Stated problem: Locate each line in the listing below that contains the word "butterfly" and copy those lines out in full.

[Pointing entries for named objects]
**********

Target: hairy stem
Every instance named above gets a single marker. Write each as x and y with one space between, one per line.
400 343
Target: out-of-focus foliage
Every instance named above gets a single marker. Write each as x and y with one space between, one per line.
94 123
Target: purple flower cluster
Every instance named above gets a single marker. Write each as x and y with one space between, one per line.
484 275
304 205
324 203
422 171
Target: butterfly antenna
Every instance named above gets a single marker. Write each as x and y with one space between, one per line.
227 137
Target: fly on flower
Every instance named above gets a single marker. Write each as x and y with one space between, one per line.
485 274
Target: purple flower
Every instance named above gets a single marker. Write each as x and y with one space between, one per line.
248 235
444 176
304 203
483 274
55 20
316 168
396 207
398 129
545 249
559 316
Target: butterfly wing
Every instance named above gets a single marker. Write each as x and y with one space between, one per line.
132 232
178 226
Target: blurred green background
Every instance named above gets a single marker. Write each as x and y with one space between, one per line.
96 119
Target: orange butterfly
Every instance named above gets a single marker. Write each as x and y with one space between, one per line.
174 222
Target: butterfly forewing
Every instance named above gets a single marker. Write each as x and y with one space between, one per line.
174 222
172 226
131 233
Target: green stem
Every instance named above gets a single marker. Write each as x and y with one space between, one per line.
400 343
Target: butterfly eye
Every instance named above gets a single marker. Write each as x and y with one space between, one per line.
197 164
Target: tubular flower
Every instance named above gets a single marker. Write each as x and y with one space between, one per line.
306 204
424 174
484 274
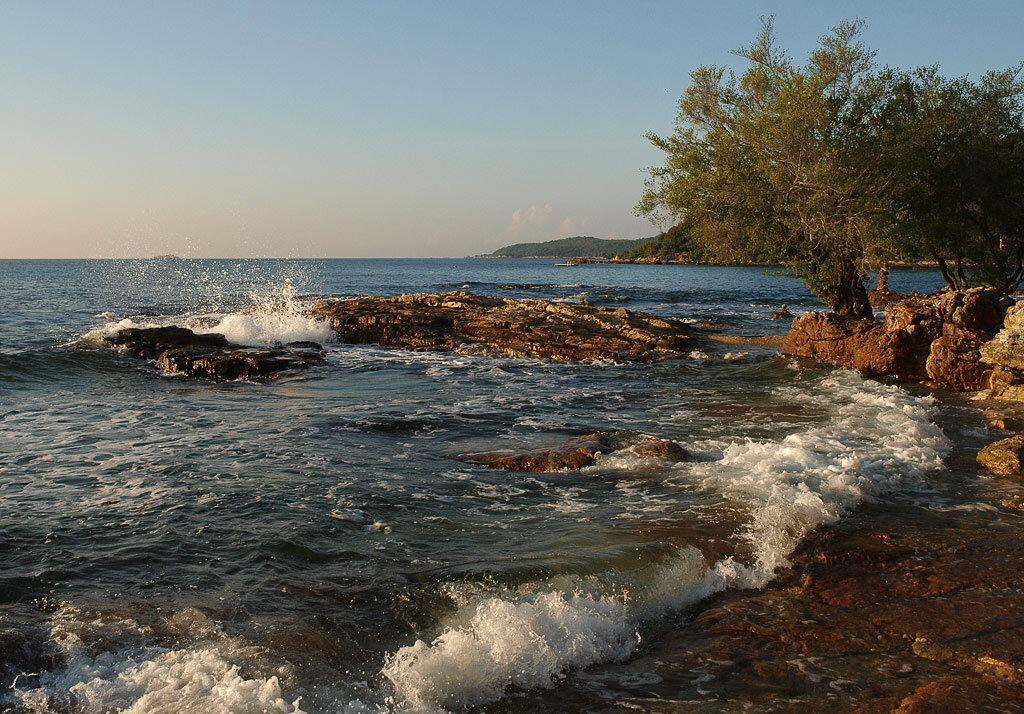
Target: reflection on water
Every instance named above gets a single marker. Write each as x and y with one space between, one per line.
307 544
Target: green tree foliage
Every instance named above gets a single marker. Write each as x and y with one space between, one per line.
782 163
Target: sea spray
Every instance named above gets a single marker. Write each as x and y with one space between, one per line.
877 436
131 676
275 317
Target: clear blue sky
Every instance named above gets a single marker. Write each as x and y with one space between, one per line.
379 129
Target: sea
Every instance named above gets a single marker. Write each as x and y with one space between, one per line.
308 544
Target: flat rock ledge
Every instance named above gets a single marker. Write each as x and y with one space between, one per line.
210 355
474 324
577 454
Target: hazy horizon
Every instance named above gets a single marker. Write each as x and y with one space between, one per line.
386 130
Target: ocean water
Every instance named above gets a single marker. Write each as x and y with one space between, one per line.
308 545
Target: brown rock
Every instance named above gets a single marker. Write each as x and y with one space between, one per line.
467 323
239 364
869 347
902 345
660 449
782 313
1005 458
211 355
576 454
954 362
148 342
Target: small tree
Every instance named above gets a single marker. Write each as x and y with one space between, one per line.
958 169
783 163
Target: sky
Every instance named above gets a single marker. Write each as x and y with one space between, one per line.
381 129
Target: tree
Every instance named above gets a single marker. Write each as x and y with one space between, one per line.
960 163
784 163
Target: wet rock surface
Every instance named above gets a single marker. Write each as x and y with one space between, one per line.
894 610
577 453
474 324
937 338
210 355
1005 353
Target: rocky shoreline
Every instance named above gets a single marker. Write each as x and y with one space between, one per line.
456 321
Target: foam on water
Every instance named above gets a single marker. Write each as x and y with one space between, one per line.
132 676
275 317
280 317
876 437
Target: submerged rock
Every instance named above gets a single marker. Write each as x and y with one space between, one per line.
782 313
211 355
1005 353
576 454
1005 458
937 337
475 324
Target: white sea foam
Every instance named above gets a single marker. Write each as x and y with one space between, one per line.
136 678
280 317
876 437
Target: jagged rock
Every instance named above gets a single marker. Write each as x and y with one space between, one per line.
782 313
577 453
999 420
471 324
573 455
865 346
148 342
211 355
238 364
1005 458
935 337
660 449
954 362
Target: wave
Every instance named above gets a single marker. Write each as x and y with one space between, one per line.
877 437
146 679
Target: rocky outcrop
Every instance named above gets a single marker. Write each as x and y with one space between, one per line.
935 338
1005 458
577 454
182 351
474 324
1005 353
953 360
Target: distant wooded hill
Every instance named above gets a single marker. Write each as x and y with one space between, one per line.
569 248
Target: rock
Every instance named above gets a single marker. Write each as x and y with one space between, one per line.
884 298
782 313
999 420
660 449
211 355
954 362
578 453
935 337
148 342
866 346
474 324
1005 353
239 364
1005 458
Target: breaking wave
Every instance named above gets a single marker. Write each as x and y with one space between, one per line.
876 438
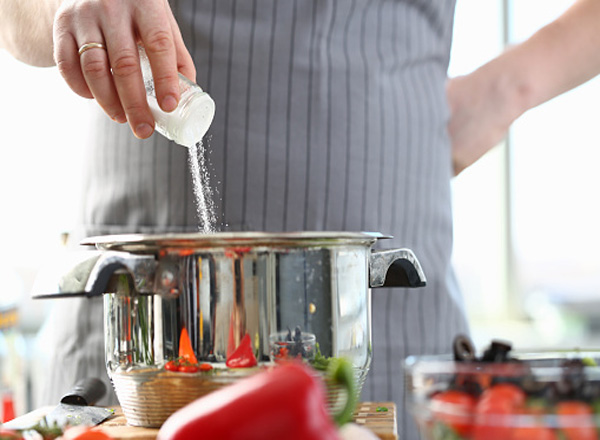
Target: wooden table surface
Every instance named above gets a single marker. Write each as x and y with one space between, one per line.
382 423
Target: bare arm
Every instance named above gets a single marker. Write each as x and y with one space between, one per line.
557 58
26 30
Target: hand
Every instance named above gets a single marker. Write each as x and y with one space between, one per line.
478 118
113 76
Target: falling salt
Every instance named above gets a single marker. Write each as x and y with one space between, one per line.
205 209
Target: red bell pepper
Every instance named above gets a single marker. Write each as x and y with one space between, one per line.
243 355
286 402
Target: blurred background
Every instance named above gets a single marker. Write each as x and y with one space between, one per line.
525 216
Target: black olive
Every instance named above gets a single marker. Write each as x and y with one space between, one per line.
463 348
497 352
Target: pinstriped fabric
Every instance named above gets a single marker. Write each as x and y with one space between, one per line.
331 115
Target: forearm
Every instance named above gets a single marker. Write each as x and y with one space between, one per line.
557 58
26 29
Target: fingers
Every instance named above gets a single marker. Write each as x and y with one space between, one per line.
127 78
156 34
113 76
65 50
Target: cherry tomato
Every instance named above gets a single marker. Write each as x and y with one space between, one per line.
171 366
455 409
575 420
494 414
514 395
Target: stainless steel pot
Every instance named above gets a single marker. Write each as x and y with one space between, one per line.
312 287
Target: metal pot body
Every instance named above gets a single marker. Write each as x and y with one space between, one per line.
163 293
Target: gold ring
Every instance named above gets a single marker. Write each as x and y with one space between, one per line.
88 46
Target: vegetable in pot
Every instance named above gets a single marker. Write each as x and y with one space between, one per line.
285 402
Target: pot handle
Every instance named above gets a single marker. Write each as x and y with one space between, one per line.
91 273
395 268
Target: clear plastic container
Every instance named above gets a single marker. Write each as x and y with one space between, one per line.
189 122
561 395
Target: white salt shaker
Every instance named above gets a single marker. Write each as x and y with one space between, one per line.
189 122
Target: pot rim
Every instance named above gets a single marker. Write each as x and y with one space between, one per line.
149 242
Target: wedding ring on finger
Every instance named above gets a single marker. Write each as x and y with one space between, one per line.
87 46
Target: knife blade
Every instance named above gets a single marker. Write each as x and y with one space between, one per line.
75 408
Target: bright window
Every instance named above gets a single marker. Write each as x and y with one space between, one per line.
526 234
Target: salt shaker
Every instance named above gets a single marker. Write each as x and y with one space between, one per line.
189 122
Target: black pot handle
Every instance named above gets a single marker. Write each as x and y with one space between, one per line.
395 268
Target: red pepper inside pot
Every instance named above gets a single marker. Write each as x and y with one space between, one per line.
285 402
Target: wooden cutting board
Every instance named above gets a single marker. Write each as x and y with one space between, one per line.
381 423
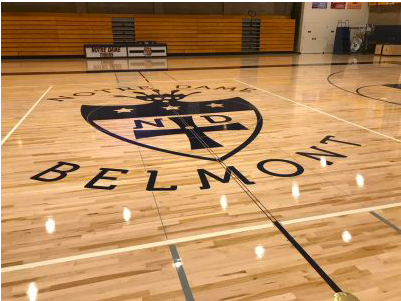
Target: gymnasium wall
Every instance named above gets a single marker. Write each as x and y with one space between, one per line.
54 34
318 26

**********

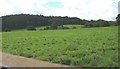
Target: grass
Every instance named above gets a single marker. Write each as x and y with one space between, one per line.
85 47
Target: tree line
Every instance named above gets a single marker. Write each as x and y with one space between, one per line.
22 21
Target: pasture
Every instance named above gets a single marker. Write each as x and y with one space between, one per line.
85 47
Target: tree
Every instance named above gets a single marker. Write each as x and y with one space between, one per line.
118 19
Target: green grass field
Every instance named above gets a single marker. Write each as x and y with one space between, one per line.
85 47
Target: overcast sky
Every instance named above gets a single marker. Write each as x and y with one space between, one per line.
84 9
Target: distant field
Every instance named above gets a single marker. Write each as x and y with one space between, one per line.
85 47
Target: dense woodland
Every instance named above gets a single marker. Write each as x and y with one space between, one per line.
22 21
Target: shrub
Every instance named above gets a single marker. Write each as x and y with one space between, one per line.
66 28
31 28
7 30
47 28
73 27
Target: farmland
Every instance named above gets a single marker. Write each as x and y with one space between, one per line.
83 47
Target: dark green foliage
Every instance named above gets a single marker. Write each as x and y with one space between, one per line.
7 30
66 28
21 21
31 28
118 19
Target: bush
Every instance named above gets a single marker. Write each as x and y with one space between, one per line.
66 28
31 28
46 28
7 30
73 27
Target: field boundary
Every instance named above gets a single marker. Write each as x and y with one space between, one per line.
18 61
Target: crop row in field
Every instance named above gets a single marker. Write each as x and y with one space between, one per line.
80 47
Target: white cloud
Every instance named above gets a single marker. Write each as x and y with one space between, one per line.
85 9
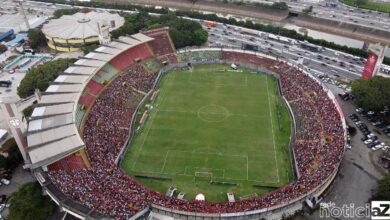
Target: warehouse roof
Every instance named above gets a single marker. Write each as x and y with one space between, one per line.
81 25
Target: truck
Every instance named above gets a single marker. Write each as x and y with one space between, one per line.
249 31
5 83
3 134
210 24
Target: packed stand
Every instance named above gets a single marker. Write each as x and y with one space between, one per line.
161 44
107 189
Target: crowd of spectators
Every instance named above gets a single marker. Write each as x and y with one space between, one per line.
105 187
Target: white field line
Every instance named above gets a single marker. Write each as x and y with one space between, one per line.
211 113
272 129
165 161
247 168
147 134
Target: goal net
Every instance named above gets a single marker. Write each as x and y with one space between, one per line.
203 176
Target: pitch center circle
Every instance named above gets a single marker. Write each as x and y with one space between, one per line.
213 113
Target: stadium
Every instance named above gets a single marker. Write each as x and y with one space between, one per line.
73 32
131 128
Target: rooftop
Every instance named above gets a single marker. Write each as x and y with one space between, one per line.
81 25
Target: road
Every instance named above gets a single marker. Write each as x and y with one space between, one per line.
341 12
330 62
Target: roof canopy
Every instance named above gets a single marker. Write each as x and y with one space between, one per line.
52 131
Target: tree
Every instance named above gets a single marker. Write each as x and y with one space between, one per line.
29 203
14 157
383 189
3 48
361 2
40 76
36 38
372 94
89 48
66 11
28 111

**********

Expected answer:
Target: butterfly antenna
Target: butterfly wing
Target: orange butterfly
Target: butterfly forewing
Target: butterfly eye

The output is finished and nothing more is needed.